According to the album text below, on what date was the second single, "No News on TV", released?

#### [Document section]
────────────────────────────────────────
Erez described the process of creating the album, and said that "right after we finished Off the Radar and went on a tour we had some problems with the family and Ori's mother passed away. […] For a while we knew that the album would only deal with In this subject ,in the perspective that there is a mother and then there isn't; the same deep connection between parents and their children; and how generations pass on knowledge, but also issues and how this connection is important." She added that "the reason we called the Kids album was because we thought this whole album was going to be about that. But then life happened and it took us three years to finish the album, and so many different things happened during that time. We started leaning towards more topics."

Promotion

Singles 
The single from the album, "Views", featuring Rousso and Reo Cragun, was released on February 24, 2020. The second single from the album, "No News on TV", was released on June 23. It was followed by the third single, "You So Done", on August 26.  The fourth single, "End of the Road", was released on January 13, 2021. On March 9, along with the release of the album and its name and early sale on the iTunes Store, the fifth single, "Story", was released featuring Rousso.
────────────────────────────────────────
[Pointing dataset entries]
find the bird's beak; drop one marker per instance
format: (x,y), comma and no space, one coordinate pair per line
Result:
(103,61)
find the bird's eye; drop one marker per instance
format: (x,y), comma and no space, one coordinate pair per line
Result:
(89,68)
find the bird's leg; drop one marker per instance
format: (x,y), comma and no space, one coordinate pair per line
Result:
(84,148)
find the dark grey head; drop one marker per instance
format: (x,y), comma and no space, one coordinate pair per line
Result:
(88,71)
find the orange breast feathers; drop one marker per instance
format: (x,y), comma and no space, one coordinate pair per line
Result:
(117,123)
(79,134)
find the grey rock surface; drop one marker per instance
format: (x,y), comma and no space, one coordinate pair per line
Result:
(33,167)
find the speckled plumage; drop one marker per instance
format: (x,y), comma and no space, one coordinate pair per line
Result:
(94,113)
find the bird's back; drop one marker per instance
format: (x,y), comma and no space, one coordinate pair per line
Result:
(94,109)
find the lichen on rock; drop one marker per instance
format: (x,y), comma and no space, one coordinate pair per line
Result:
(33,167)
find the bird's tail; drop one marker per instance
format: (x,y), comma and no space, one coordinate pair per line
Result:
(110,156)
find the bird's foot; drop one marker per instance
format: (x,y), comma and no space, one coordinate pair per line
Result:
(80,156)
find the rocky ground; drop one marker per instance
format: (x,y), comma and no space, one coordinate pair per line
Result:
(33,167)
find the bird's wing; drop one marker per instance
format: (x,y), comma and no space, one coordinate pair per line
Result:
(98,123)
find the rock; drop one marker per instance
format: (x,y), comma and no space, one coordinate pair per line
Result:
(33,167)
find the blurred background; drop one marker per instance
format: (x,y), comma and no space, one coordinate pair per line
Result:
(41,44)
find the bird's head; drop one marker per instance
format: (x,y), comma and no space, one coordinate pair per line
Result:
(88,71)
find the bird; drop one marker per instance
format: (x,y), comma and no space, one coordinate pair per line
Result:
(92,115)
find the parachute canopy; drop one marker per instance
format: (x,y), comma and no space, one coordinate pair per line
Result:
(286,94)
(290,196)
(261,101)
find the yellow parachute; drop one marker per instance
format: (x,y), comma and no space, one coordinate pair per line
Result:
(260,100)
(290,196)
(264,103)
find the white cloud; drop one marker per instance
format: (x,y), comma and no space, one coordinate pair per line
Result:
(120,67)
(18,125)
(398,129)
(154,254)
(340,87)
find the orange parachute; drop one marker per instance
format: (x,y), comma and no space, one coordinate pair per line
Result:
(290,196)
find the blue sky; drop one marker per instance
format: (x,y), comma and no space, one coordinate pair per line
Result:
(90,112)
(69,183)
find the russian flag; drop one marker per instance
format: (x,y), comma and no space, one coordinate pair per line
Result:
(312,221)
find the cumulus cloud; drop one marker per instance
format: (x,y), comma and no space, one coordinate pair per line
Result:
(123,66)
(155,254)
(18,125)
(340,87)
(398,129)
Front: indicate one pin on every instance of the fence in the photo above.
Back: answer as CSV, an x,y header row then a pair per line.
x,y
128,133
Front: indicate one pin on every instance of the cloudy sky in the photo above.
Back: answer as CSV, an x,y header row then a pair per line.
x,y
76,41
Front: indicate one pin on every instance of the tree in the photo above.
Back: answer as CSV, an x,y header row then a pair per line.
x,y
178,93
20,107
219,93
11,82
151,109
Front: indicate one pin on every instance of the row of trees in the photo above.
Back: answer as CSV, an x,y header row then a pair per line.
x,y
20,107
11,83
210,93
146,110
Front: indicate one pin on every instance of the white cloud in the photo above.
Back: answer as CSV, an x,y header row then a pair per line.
────────────────────────────────────────
#### [Answer to this problem]
June 23.